Rows from a dataset:
........

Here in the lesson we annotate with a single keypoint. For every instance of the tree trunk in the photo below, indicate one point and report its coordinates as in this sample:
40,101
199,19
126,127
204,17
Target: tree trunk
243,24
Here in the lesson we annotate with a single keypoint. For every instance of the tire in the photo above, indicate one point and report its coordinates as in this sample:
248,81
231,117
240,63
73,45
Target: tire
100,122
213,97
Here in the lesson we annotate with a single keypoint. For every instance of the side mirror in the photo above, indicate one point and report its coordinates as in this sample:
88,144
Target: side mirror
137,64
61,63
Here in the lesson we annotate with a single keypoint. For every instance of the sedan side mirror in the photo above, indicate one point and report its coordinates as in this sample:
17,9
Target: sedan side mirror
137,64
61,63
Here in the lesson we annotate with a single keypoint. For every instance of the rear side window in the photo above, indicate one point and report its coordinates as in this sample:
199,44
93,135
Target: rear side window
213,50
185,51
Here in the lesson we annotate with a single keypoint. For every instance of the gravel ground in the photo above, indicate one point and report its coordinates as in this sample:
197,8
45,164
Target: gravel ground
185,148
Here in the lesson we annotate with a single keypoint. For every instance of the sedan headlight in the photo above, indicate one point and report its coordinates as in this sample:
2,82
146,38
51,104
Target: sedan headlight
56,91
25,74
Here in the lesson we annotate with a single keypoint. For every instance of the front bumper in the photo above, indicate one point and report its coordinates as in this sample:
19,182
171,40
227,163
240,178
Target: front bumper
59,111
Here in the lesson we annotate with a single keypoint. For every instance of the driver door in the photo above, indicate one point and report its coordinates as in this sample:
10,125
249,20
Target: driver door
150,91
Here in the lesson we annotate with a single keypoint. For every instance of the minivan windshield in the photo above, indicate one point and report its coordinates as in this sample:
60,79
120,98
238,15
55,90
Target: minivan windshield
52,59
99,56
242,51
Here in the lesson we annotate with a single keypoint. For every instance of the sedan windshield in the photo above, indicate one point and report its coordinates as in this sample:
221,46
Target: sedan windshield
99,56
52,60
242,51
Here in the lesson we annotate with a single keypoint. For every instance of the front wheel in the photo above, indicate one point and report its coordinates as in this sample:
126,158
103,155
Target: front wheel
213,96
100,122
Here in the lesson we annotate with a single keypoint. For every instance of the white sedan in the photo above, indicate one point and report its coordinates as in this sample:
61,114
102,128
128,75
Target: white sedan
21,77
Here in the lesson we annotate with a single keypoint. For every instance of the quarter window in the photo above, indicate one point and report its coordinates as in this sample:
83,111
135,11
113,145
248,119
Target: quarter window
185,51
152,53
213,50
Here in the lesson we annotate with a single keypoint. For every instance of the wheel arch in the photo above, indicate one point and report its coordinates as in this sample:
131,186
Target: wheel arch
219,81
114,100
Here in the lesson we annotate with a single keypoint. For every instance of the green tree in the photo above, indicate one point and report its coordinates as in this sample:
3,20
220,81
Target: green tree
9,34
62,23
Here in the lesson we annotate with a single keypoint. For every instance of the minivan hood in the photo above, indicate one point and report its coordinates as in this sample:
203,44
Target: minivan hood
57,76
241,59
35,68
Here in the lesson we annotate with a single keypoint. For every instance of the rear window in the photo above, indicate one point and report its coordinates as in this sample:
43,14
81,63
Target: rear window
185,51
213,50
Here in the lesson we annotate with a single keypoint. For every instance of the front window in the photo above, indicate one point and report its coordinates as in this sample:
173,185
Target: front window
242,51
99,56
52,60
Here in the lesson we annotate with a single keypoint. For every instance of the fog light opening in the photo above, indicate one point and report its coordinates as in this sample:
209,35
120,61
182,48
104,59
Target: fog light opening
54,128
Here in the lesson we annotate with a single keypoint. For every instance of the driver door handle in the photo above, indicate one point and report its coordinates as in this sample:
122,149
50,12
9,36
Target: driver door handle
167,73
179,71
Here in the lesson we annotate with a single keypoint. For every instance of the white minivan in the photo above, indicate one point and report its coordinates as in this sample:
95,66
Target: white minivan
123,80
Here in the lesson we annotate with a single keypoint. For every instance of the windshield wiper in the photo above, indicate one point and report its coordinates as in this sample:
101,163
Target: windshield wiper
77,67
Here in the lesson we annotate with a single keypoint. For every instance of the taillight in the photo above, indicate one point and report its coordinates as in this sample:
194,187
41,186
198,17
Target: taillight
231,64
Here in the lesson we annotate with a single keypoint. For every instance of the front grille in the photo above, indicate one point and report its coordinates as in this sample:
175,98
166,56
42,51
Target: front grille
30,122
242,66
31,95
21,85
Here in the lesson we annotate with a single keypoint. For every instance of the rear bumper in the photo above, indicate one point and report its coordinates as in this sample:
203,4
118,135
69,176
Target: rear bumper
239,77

........

Task statement | Return word for word the lines from the one containing "of the windshield" up to and including the last line of the rows above.

Exercise response |
Here in the lesson we annotate with a single keypoint. For every instance of the windshield wiper in the photo above, indicate one point and report its coordinates as in this sample:
101,163
Target: windshield wiper
77,67
Here in the lesson we annotate with a single keypoint. For every instance of the taillight in the photo above, indicate one point and report its coordinates as in this sample:
194,187
41,186
198,17
Target: taillight
231,64
Here in the lesson we annotate with a single keypoint. For every instance of the front grille in the photo above, indicate one point and report its coordinates as in this sample:
175,98
166,56
42,51
Target: front grille
30,122
242,66
31,95
21,85
Here in the lesson we annotate with a single keypoint. For every instance of the rear bumper in the photo above, indicate one point and report its coordinates as in this sample:
203,4
118,135
69,176
Target: rear bumper
239,77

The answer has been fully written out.